Find the lines in the records that carry the word "white". Copy each one.

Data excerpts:
###
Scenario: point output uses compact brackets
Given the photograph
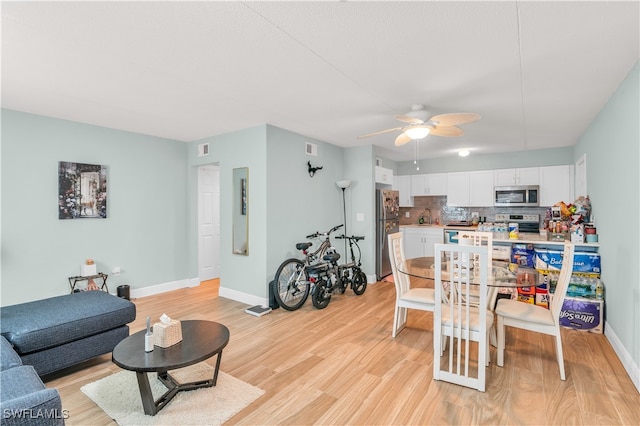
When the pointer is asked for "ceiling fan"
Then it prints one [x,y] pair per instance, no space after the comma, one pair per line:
[421,123]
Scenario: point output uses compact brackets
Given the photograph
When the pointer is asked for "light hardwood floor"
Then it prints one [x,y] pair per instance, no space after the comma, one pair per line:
[340,366]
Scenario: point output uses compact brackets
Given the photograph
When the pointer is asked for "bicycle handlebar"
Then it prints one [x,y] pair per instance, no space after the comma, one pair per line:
[353,237]
[325,234]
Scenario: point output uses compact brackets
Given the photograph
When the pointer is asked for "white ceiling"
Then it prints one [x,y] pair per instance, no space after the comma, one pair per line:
[537,72]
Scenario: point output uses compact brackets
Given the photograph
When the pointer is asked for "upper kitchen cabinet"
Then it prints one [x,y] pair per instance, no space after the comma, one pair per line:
[384,176]
[470,189]
[403,185]
[429,184]
[556,184]
[512,177]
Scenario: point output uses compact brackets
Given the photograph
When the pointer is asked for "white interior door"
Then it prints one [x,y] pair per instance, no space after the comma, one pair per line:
[208,222]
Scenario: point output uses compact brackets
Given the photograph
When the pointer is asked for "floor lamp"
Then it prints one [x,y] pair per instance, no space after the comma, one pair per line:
[344,184]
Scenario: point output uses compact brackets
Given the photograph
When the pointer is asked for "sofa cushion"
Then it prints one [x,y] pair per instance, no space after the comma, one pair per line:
[42,324]
[8,357]
[24,400]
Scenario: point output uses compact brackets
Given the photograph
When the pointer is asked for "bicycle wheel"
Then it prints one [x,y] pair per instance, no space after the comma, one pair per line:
[291,285]
[320,297]
[359,283]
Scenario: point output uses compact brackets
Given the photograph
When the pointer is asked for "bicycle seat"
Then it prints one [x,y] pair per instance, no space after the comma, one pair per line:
[317,269]
[331,257]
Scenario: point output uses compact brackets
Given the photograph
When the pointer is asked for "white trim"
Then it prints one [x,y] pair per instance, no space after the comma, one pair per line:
[623,355]
[239,296]
[162,288]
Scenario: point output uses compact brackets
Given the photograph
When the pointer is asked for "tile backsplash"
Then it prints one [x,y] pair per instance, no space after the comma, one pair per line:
[439,209]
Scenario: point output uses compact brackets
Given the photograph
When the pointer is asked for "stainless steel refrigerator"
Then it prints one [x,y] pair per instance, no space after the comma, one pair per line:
[387,222]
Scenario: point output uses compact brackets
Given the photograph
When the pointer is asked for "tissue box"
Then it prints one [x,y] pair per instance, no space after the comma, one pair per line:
[88,270]
[165,335]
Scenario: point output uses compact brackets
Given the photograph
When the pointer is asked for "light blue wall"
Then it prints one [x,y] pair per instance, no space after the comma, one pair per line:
[245,148]
[507,160]
[611,144]
[297,204]
[145,232]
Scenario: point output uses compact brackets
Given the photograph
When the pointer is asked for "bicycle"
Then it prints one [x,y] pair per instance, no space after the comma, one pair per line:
[292,285]
[331,278]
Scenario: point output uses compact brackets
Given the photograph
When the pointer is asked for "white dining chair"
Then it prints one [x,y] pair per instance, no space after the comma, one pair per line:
[457,321]
[406,297]
[536,318]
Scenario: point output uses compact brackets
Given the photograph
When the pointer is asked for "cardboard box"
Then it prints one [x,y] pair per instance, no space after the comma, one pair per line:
[579,285]
[523,255]
[583,314]
[88,270]
[542,295]
[583,262]
[527,298]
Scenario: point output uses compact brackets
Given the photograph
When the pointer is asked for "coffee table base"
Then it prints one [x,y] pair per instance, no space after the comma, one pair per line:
[152,406]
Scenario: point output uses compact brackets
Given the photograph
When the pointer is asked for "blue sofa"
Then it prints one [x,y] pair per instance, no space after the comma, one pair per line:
[48,335]
[24,400]
[58,332]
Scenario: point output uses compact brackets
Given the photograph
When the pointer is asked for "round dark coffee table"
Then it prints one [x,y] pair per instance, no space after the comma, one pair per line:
[200,340]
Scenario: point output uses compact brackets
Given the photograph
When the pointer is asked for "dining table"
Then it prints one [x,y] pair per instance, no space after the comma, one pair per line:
[502,274]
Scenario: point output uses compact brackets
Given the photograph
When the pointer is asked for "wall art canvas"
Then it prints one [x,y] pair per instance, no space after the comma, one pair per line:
[82,191]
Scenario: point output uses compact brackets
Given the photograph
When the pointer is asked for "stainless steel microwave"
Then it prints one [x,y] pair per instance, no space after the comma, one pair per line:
[516,196]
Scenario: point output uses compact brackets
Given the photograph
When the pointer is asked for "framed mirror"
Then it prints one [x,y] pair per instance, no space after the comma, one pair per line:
[241,211]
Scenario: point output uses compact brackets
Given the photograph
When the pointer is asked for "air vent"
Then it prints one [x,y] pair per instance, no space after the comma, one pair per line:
[311,149]
[203,149]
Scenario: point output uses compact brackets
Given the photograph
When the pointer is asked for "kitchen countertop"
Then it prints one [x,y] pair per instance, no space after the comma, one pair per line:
[525,238]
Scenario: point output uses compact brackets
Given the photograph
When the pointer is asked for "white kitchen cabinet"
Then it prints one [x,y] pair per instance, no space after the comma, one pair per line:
[384,176]
[458,189]
[556,184]
[429,184]
[418,242]
[402,184]
[481,188]
[522,176]
[470,189]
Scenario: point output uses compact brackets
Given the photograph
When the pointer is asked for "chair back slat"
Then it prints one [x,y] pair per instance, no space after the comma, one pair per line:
[457,317]
[396,254]
[566,269]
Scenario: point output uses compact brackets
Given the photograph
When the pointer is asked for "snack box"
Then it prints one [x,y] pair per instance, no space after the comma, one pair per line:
[523,255]
[542,295]
[579,286]
[583,262]
[583,314]
[526,298]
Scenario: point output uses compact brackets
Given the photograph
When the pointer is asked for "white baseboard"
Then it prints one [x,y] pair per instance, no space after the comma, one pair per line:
[164,287]
[239,296]
[625,358]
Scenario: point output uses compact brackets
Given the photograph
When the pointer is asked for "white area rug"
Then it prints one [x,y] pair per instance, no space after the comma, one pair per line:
[118,396]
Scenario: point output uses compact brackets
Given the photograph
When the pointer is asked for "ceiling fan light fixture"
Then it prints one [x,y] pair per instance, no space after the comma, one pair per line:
[417,132]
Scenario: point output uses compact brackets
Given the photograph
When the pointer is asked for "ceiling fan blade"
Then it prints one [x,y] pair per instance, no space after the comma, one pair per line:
[402,139]
[455,118]
[380,132]
[450,131]
[407,119]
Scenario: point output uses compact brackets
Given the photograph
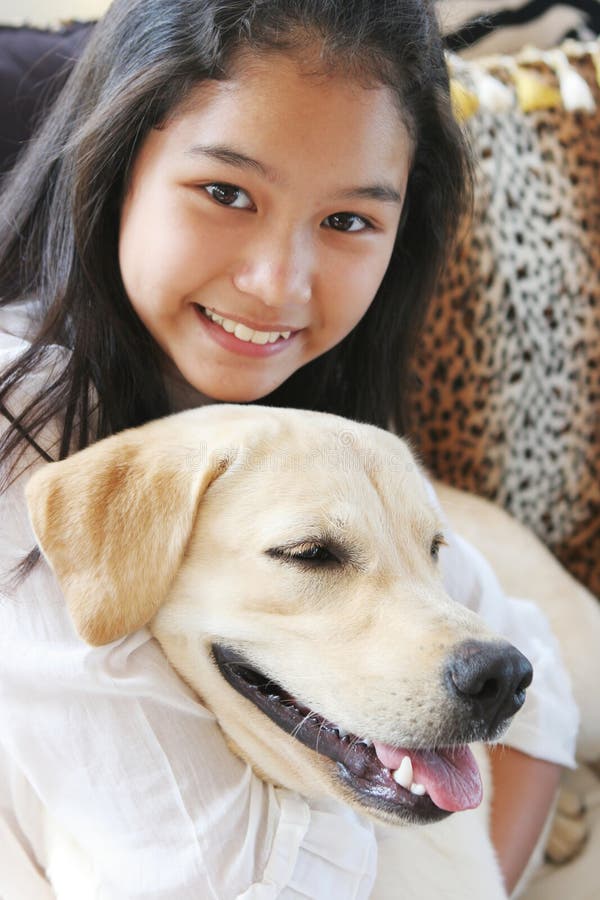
###
→ **Solution for this problem**
When the pointer is asked for "white ceiling"
When the pointer is asked for "white interior door"
When the pointer is asked for "white trim"
When the pointer is asked for "white dining chair"
When the pointer is asked for "white kitchen cabinet"
When the pointer is asked for "white baseboard"
When the pointer is asked for "white area rug"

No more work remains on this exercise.